TASK:
From the records below, count the lines holding the string "dish". Only the number is wanted.

BEGIN INFORMATION

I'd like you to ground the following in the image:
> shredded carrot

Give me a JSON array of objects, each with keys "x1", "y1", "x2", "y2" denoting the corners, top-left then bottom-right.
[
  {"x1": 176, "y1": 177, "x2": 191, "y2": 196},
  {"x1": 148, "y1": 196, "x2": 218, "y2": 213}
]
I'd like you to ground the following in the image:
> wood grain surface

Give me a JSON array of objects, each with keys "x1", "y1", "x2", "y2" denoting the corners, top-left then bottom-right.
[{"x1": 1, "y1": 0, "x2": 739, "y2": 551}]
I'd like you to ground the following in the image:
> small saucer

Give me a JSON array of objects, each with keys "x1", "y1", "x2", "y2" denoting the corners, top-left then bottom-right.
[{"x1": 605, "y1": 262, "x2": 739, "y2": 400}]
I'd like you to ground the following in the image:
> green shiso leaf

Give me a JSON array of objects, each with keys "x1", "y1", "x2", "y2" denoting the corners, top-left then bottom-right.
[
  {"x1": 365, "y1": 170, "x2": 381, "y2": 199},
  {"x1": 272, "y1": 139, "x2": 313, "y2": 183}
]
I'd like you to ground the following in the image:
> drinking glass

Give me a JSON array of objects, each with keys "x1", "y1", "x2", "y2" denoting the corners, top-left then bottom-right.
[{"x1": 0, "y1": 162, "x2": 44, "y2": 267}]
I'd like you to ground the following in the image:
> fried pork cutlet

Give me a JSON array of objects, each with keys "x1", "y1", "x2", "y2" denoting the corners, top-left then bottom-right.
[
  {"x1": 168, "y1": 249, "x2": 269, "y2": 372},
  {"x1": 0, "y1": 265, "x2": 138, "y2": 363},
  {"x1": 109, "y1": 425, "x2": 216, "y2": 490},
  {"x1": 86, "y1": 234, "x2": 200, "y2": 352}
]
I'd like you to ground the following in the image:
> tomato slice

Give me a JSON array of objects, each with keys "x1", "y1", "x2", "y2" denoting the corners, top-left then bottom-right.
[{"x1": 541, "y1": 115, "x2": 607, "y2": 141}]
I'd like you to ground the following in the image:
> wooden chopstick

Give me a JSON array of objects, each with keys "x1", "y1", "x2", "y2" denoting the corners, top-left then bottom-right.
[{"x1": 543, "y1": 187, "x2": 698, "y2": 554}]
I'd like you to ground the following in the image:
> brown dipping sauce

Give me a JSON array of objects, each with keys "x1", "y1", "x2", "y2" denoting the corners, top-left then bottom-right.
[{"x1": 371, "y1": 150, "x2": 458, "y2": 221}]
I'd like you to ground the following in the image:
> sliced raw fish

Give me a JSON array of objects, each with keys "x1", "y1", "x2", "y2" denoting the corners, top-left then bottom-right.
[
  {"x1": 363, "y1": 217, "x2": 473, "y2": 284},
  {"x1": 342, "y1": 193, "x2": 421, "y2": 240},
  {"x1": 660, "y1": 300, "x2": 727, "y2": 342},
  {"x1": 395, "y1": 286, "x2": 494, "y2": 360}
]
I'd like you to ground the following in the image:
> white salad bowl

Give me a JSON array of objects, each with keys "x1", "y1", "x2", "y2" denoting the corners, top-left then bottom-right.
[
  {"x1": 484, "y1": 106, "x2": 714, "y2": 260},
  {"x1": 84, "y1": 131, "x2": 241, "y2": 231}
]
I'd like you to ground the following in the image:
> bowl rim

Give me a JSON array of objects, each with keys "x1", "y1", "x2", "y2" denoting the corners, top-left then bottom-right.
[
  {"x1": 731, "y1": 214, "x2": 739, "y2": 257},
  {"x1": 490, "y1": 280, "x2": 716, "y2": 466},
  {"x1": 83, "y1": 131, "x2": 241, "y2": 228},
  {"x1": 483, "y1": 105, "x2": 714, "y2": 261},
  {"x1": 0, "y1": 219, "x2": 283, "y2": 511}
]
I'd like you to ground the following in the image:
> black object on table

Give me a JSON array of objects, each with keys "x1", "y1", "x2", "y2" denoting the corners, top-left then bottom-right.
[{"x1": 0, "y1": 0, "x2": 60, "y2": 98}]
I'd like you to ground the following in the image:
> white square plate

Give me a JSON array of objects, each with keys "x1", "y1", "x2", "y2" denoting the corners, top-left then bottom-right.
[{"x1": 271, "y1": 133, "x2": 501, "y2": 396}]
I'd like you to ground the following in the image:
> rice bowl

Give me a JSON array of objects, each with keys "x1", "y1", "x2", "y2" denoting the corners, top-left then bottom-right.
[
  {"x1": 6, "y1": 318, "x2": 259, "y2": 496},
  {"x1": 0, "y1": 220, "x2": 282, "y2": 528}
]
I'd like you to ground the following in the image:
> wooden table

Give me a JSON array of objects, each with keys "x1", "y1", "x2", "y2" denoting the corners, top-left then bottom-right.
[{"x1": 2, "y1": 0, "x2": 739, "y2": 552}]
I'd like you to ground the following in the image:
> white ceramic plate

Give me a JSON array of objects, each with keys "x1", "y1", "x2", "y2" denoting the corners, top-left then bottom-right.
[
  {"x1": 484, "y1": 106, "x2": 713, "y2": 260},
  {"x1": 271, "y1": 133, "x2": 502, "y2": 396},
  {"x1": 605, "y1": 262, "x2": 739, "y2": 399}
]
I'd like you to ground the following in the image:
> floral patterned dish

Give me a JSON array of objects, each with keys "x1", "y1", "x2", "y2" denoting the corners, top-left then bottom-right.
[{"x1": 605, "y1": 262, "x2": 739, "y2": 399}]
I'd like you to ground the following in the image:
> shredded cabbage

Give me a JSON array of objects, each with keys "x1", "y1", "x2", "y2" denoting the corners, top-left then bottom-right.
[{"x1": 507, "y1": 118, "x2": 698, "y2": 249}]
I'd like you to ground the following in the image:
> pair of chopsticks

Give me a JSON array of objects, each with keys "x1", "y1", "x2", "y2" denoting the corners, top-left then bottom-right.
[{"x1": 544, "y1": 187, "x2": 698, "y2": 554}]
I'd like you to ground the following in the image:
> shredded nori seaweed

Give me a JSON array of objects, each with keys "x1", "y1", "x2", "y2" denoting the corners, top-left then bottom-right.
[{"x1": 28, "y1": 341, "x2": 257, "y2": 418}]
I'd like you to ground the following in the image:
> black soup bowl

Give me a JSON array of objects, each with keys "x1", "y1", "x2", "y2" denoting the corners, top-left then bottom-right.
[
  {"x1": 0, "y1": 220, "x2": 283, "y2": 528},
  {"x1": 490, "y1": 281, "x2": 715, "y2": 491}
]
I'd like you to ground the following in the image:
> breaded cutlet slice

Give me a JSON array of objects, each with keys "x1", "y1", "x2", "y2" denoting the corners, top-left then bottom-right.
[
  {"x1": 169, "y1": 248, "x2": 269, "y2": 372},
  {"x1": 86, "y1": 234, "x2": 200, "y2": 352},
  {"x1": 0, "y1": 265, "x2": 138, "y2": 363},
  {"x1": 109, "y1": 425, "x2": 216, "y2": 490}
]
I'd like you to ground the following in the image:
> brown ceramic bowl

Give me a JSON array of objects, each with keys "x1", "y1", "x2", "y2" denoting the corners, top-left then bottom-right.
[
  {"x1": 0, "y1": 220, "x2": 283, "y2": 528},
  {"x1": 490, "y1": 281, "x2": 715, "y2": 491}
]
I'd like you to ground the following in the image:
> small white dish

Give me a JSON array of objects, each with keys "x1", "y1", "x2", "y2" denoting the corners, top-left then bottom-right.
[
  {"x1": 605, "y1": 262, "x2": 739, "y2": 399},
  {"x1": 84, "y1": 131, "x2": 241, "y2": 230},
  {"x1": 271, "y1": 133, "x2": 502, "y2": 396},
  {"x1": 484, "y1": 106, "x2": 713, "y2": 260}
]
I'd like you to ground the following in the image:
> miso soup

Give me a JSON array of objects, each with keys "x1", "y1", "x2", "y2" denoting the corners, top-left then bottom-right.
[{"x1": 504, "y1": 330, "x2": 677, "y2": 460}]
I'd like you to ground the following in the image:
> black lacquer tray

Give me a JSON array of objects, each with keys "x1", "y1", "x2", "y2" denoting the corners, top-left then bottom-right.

END INFORMATION

YOUR SOLUTION:
2